Rows from a pointing dataset:
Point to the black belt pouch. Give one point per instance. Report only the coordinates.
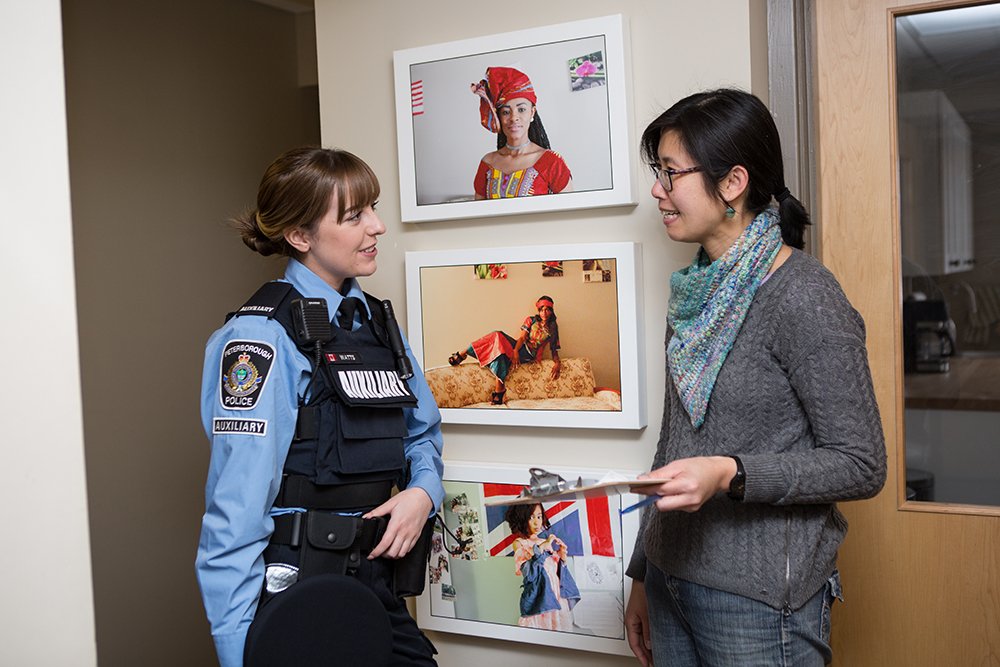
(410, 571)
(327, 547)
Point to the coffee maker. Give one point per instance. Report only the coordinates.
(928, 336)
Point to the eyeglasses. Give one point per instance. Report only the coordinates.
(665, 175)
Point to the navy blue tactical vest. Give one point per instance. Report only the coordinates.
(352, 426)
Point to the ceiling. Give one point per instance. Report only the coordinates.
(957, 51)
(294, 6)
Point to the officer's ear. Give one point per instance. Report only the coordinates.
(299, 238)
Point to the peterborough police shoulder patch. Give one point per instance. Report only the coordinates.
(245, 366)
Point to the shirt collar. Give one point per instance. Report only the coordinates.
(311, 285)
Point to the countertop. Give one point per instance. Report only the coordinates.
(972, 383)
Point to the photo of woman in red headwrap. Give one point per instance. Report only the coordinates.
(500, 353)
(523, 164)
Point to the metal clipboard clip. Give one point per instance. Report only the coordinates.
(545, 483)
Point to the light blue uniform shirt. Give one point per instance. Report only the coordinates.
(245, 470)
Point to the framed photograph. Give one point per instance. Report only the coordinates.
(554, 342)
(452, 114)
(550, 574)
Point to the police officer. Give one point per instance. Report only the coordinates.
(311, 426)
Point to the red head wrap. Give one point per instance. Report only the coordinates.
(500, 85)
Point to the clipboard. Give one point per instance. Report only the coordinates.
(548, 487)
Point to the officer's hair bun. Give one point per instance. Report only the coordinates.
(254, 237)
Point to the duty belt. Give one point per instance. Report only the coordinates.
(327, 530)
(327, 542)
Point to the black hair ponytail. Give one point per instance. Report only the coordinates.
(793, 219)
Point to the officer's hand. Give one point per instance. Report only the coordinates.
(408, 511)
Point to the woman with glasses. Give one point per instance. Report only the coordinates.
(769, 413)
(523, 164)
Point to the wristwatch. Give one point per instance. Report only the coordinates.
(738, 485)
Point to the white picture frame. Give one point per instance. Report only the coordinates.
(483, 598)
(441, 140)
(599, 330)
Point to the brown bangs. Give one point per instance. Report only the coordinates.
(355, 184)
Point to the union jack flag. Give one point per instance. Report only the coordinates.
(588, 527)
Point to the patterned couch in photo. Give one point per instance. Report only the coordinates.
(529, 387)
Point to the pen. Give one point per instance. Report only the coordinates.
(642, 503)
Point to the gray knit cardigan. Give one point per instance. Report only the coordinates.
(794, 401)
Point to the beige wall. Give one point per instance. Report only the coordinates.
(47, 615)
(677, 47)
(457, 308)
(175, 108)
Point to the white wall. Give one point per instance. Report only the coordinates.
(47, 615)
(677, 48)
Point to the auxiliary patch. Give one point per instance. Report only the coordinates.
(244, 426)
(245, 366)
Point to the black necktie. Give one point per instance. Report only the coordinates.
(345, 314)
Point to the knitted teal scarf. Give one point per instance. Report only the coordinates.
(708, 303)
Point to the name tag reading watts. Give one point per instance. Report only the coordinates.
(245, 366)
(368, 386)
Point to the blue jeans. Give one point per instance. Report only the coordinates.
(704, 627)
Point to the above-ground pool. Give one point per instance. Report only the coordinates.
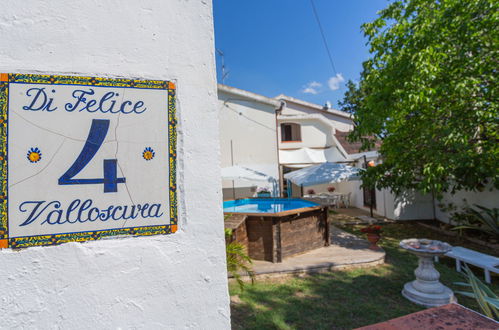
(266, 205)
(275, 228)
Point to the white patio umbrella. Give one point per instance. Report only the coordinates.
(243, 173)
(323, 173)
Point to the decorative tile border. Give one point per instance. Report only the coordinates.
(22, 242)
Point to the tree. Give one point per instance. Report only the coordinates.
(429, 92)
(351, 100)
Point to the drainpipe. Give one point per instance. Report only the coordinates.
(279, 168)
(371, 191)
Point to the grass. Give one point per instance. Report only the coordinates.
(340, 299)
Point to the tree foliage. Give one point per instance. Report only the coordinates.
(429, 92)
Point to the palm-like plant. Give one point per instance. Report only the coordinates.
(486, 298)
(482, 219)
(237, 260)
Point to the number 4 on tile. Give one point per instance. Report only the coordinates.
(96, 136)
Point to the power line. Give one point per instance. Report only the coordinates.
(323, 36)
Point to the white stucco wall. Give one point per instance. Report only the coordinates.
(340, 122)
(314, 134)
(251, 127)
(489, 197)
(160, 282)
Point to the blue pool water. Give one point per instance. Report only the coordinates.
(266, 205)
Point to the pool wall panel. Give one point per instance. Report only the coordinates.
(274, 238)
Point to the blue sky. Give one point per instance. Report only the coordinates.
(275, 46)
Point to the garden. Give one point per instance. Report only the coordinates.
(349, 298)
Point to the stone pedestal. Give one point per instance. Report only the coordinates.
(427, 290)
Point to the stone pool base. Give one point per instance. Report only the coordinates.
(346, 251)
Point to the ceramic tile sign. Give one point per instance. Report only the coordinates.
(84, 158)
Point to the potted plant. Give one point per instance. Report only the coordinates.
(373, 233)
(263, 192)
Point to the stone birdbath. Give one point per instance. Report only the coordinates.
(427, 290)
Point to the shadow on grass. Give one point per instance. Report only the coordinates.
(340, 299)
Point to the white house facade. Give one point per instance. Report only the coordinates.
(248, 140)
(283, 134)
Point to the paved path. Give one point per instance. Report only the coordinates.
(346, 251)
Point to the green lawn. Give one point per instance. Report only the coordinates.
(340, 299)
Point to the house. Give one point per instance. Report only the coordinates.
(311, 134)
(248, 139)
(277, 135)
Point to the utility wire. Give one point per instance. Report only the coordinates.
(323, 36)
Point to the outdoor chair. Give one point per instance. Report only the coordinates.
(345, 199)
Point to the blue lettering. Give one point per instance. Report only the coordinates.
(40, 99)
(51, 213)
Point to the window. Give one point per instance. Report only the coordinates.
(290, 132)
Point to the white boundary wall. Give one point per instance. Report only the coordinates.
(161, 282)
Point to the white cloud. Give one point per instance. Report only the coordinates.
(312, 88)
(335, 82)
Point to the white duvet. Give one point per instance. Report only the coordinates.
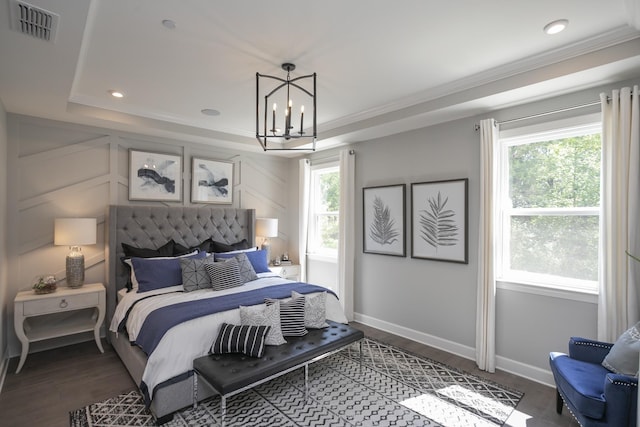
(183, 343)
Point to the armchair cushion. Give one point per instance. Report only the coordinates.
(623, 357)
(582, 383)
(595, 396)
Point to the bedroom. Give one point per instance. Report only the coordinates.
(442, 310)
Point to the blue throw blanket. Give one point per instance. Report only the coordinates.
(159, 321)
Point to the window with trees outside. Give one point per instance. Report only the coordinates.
...
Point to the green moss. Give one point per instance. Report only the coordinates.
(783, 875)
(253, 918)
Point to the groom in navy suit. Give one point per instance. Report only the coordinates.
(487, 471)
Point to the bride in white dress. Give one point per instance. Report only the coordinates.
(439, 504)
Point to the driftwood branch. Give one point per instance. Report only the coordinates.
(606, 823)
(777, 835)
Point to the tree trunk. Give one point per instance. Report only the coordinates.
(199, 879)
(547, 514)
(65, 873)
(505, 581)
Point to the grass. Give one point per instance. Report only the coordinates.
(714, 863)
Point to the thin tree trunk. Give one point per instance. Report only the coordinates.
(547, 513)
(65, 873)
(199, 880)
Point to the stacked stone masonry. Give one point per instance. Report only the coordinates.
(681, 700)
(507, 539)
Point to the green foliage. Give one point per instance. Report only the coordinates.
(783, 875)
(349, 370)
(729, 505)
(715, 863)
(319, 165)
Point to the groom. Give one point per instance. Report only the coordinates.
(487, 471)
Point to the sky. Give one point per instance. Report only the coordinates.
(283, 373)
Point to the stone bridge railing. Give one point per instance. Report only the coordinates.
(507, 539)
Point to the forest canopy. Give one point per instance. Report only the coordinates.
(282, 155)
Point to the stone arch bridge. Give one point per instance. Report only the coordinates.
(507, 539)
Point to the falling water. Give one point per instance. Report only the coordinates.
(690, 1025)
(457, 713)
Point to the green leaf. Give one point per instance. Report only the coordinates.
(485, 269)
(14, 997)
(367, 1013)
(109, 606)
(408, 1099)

Short problem: Output the part of the listing that opens with the line containing "Point to the thin" and closes with the line containing "(408, 1099)" as a Markdown table with the columns No. and Line, one row per line and blank lines left out.

Answer to this problem:
| No. | Line |
|---|---|
| 1 | Point to the thin tree trunk. Give one point per instance. Report only the coordinates. |
| 2 | (547, 513) |
| 3 | (65, 873) |
| 4 | (199, 880) |
| 5 | Point to the stacked stone masonry. Give one point per instance. Report only the coordinates. |
| 6 | (681, 700) |
| 7 | (507, 539) |
| 8 | Point to the green foliage. Give one point per instance. Report only the coordinates. |
| 9 | (783, 875) |
| 10 | (349, 370) |
| 11 | (729, 505) |
| 12 | (715, 863) |
| 13 | (319, 165) |
| 14 | Point to the groom. Give one point per instance. Report only the coordinates. |
| 15 | (487, 471) |
| 16 | Point to the sky. Give one point per instance. Report only the coordinates. |
| 17 | (283, 373) |
| 18 | Point to the stone bridge railing. Give one point per instance. Report only the coordinates. |
| 19 | (507, 539) |
| 20 | Point to the forest canopy. Give one point per instance. Report only the coordinates. |
| 21 | (282, 155) |
| 22 | Point to the stone arch bridge. Give one point per instance. Report only the coordinates. |
| 23 | (507, 539) |
| 24 | Point to the falling water. Give one point per instance. Report only the coordinates. |
| 25 | (690, 1025) |
| 26 | (457, 713) |
| 27 | Point to the green leaf. Give one point per instance. Report only the coordinates. |
| 28 | (485, 269) |
| 29 | (14, 997) |
| 30 | (367, 1013) |
| 31 | (109, 606) |
| 32 | (408, 1099) |